◆ Estratto del documento
◇ ◇ ◇ ◇ ◇
In 500 riportati a Tripoli: un fuggitivo morto per gli spari della guardia costiera di Serraj

Lampedusa assediata Sudanese ucciso in Libia L'Ue: «Chiudere i centri»

Uno dopo l'altro barchini e pescherecci raggiungono Lampedusa. Senza sosta. Alcuni vengono individuati in mare dalle forze dell'ordine, altri approdano sulle spiagge, dove i migranti tentano di disperdersi. Non si fa in tempo a svuotare l'hotspot dell'isola trasferendo gli ospiti in altre strutture che arrivano nuovi gruppi. Così nella notte tra giovedì e ieri, quando sono arrivati altri 42 stranieri. Erano su due barche in legno, una con 15 e l'altra con 27 persone, che sono state individuate dalla Guardia di finanza all'imbocco del porto. Dal 1° gennaio al 20 settembre si registrano 6.623 arrivi, con una escalation in questo settembre nero che, se è caratterizzato da particolare instabilità politica in Libia, deve i suoi continui sbarchi anche alla politica dell'accoglienza a tutti i costi del governo giallorosso che probabilmente non fa bene a nessuno se solo si pensa che i criminali che si arricchiscono sulla pelle dei migranti stanno approfittando del momento per organizzare i viaggi, e più natanti in mare significa anche maggiore possibilità di naufragi.
◇ ◇ ◇ ◇ ◇
◆ Dati memorizzati
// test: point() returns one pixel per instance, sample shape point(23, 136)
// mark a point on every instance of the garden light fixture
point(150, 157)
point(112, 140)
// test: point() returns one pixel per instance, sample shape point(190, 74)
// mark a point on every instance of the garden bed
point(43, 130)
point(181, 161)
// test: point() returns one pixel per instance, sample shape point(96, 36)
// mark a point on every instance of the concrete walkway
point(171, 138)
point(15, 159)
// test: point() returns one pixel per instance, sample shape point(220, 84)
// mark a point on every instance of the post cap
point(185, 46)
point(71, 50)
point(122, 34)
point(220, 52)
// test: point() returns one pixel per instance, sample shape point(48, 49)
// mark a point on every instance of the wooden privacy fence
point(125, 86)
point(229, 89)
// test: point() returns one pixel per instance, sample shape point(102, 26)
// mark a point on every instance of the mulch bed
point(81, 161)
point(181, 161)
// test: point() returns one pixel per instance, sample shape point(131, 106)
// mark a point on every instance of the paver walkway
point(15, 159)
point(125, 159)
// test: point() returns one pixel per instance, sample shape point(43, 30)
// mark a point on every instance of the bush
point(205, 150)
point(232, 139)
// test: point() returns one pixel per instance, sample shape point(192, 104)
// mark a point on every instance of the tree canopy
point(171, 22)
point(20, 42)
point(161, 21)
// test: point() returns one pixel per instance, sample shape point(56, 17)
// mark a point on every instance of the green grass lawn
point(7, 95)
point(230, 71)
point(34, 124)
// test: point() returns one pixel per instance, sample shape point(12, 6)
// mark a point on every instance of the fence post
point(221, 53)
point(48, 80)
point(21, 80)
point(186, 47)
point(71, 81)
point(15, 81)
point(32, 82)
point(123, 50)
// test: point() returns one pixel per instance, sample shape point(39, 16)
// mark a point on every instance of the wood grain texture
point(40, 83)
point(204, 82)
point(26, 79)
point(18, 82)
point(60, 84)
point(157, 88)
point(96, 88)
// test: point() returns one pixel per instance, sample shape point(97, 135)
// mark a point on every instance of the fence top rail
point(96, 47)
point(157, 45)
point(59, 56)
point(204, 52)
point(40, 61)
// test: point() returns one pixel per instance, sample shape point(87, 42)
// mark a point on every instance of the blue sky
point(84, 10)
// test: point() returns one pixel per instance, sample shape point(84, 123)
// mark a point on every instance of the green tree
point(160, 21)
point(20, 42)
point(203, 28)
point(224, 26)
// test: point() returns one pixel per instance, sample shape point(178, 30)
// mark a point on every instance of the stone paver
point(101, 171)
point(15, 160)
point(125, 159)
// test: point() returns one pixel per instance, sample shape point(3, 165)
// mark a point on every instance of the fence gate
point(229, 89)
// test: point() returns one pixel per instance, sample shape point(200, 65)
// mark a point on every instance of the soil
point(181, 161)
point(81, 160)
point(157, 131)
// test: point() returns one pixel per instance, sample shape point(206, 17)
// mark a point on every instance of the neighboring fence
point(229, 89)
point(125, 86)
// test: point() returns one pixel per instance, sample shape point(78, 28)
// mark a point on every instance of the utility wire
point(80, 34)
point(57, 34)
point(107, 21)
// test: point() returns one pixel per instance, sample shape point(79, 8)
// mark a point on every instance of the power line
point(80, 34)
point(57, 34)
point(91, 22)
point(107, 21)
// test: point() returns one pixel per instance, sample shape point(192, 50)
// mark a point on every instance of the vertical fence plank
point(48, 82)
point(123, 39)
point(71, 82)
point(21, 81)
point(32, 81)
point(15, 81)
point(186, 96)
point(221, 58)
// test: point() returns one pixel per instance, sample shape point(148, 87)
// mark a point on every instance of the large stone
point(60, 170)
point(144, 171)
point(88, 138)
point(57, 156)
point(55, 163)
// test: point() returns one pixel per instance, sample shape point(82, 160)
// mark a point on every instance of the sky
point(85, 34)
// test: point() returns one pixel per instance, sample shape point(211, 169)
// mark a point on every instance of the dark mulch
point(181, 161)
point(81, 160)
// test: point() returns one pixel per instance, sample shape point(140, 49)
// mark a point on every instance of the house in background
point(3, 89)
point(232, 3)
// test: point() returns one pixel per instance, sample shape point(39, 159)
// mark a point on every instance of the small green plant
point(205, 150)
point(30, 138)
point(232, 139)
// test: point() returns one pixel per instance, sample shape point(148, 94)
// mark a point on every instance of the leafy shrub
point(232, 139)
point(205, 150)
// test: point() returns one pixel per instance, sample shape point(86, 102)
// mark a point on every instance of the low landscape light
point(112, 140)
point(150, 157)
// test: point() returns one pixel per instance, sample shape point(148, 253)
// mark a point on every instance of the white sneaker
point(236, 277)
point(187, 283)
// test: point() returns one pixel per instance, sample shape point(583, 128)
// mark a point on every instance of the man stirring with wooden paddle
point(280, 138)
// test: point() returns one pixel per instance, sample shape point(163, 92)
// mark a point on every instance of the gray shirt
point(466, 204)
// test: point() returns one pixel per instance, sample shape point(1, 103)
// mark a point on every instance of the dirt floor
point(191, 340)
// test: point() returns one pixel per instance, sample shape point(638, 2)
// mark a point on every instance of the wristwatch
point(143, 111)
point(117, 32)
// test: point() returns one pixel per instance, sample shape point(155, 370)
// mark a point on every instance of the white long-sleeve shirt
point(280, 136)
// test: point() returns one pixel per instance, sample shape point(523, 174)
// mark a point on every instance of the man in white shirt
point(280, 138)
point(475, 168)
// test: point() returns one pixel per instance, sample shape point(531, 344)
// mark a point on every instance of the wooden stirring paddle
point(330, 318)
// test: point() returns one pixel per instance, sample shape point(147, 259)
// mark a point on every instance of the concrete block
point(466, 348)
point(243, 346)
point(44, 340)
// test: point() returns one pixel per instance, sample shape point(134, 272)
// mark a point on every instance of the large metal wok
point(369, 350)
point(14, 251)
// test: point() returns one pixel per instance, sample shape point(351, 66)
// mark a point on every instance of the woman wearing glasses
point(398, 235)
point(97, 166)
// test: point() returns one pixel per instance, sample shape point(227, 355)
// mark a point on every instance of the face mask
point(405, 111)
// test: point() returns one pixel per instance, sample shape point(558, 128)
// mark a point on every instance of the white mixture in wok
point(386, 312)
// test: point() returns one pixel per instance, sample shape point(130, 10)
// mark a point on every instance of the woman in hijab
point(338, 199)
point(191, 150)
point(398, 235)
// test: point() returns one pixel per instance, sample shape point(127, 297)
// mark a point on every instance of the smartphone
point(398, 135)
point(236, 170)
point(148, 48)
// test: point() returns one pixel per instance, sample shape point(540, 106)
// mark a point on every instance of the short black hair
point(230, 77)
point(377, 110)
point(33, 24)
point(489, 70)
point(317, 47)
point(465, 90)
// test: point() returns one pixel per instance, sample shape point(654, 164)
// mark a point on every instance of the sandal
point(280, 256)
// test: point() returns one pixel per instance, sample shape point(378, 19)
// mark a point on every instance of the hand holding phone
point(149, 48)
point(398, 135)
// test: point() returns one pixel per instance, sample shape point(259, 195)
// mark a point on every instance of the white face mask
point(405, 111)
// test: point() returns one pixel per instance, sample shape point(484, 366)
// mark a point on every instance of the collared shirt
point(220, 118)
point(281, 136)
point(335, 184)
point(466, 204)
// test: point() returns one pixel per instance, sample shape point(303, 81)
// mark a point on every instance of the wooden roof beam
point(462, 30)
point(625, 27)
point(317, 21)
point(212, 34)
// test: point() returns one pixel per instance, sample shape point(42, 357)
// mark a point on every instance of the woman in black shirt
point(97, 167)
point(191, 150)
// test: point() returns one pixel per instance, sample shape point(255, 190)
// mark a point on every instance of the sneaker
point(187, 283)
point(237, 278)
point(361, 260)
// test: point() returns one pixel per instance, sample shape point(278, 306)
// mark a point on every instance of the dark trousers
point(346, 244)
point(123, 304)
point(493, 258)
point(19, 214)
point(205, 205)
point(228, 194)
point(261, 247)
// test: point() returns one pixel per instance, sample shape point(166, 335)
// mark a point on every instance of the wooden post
◇ ◇ ◇ ◇ ◇
◆ Obiettivo del compito
Scrivi, per favore, il seguito dell'articolo sugli sbarchi a Lampedusa, riprendendo subito dopo la sua ultima frase. Per svolgere il compito non occorrono i dati.

◆ Risposta finale
La conta degli arrivi in Italia sarebbe più numerosa se la guardia costiera libica non avesse individuato dei gruppi che tentavano la traversata. Negli ultimi 6 giorni ha riportato indietro 500 persone. In una di queste operazioni è stato ucciso un sudanese. Era stato riportato ad Abusitta (Tripoli) con i 102 compagni di viaggio. Tutti hanno tentato di disperdersi perché temevano di essere rinchiusi nei centri di detenzione. Sono stati esplosi colpi d'arma da fuoco in aria e uno ha centrato l'uomo allo stomaco. Malgrado l'intervento di un medico dell'Oim (Organizzazione internazionale per le migrazioni), agenzia collegata alle Nazioni Unite, l'uomo è morto in ospedale due ore dopo. L'Oim ha condannato l'azione e ha chiesto alle autorità libiche di indagare e consegnare i responsabili alla giustizia. «L'uso di proiettili contro civili, uomini, donne e bambini vulnerabili disarmati è inaccettabile in ogni circostanza e genera allarmi sulla sicurezza dei migranti e del personale umanitario» ha detto Leonard Doyle dell'Oim. Fa eco la dichiarazione della portavoce del Servizio esterno Ue, Maja Kocijancic, che aggiunge: «Stiamo lavorando per la chiusura dei centri di detenzione per avere strutture in linea con gli standard internazionali». Sono circa 5mila le persone, sia uomini che donne e bambini, detenute in questi centri. Matteo Orfini punta il dito contro «gli accordi Italia-Libia voluti dal governo Gentiloni» e ritiene che il governo libico non sia un interlocutore affidabile.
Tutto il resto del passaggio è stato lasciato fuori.